▶ _Task_:
Locate the line containing "box: [185, 357, 311, 374]" in the material below. Copy that line and all following lines through the end exactly, omitting any pictures.

▶ _The records_:
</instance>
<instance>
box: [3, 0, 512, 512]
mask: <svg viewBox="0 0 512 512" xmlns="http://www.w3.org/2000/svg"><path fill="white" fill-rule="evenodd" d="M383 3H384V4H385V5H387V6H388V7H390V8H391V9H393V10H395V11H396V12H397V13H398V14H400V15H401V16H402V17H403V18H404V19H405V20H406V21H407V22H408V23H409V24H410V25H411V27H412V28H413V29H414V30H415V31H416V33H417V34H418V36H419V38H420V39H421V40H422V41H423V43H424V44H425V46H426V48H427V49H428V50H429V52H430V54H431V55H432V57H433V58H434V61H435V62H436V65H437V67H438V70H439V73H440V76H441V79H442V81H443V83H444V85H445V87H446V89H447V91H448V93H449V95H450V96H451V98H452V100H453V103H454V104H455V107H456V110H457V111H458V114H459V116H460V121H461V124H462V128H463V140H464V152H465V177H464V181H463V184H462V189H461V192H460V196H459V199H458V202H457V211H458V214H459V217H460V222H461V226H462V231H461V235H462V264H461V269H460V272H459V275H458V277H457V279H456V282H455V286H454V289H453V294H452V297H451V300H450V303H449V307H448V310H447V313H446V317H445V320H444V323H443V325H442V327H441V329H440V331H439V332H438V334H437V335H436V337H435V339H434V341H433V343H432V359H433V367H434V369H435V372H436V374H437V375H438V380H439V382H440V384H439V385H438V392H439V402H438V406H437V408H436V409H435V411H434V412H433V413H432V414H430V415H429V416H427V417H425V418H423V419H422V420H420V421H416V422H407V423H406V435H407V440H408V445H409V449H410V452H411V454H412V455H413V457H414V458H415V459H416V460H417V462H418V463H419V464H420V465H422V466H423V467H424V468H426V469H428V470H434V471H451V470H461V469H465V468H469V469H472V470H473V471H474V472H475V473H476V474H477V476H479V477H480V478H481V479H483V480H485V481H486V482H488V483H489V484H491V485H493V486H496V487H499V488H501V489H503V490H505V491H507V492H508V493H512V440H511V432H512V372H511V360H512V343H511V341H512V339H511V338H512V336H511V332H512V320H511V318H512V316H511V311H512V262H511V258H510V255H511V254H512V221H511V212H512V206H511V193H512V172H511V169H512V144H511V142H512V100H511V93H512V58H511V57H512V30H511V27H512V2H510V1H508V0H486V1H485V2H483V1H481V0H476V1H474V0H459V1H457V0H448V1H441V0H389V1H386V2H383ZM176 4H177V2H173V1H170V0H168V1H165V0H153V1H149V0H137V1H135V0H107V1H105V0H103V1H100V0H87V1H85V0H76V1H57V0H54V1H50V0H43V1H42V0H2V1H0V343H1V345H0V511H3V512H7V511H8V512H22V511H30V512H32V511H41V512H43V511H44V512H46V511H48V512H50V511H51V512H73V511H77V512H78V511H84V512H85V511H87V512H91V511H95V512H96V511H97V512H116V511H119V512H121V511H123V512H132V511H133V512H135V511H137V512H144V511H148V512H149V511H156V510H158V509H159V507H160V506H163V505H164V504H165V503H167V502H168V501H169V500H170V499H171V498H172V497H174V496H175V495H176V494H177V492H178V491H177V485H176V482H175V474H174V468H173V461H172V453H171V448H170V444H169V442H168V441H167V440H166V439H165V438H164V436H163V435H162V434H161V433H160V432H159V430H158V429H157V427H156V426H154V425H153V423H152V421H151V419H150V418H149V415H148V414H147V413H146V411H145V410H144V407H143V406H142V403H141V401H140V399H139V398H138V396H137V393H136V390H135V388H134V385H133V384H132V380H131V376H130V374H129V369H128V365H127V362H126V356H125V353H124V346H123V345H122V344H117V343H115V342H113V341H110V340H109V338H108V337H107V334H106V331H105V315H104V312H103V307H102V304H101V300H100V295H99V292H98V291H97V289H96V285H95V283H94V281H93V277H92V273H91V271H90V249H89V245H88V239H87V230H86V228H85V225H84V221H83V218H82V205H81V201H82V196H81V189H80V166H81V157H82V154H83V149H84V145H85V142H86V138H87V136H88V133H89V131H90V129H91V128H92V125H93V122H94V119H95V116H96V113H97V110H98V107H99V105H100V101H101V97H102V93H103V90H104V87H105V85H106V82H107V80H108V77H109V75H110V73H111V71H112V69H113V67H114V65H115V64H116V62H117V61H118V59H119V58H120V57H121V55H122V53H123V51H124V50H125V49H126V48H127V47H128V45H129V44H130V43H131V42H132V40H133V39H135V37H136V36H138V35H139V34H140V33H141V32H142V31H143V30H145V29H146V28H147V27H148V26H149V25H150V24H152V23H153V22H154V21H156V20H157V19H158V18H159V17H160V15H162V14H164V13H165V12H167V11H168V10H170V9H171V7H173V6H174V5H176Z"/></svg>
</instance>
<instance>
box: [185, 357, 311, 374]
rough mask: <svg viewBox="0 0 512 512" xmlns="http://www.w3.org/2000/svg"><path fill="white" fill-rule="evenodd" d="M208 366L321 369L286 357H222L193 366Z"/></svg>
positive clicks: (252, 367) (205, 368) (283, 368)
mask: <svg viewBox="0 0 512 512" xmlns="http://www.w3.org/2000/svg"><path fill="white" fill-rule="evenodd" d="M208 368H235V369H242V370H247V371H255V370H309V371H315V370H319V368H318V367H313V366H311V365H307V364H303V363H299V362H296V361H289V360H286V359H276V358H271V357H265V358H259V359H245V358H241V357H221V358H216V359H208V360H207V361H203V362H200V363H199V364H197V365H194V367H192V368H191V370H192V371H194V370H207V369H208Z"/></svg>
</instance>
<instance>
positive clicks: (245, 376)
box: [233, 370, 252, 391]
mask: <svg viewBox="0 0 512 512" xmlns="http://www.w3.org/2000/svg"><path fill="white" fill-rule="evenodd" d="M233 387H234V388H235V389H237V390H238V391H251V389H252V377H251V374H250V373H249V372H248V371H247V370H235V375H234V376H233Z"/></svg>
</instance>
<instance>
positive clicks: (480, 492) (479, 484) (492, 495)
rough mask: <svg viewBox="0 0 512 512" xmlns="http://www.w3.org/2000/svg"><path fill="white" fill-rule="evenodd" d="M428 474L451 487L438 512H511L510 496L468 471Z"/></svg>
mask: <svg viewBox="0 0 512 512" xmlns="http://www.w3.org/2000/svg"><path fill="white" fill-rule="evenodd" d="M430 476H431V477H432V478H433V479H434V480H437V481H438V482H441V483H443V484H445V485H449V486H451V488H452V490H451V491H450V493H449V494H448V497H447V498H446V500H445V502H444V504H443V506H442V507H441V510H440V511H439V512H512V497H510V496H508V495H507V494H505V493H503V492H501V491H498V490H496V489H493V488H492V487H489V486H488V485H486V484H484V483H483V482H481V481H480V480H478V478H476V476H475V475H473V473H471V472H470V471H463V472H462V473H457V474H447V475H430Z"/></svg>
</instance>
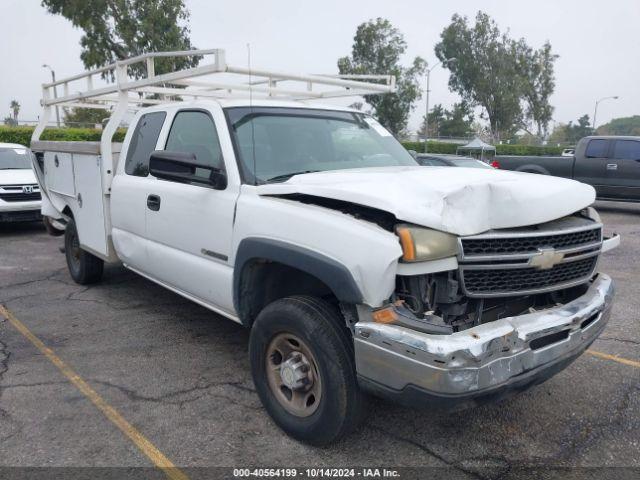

▶ _Solution below_:
box: [185, 357, 311, 374]
rough mask: <svg viewBox="0 0 512 512" xmlns="http://www.w3.org/2000/svg"><path fill="white" fill-rule="evenodd" d="M208 366L321 369L286 357H222L193 366Z"/></svg>
positive clicks: (252, 367) (205, 368) (283, 368)
mask: <svg viewBox="0 0 512 512" xmlns="http://www.w3.org/2000/svg"><path fill="white" fill-rule="evenodd" d="M208 368H235V369H242V370H247V371H255V370H309V371H315V370H319V368H318V367H313V366H311V365H307V364H303V363H299V362H296V361H289V360H286V359H276V358H271V357H265V358H259V359H245V358H241V357H221V358H216V359H208V360H207V361H203V362H200V363H199V364H197V365H194V367H192V368H191V370H192V371H194V370H207V369H208Z"/></svg>
</instance>
<instance>
positive clicks: (245, 376)
box: [233, 370, 252, 391]
mask: <svg viewBox="0 0 512 512" xmlns="http://www.w3.org/2000/svg"><path fill="white" fill-rule="evenodd" d="M233 387H234V388H235V389H237V390H238V391H251V389H252V377H251V374H250V373H249V372H248V371H247V370H235V375H234V376H233Z"/></svg>
</instance>
<instance>
positive clicks: (480, 492) (479, 484) (492, 495)
rough mask: <svg viewBox="0 0 512 512" xmlns="http://www.w3.org/2000/svg"><path fill="white" fill-rule="evenodd" d="M428 474L451 487L438 512H511L510 496L468 471Z"/></svg>
mask: <svg viewBox="0 0 512 512" xmlns="http://www.w3.org/2000/svg"><path fill="white" fill-rule="evenodd" d="M430 476H431V477H432V478H433V479H434V480H437V481H438V482H441V483H443V484H445V485H449V486H451V488H452V490H451V491H450V493H449V494H448V497H447V498H446V500H445V502H444V504H443V506H442V507H441V510H440V511H439V512H512V497H510V496H508V495H507V494H505V493H503V492H501V491H498V490H496V489H493V488H492V487H489V486H488V485H486V484H484V483H483V482H481V481H480V480H478V478H476V476H475V475H473V473H471V472H470V471H463V472H462V473H457V474H447V475H430Z"/></svg>
</instance>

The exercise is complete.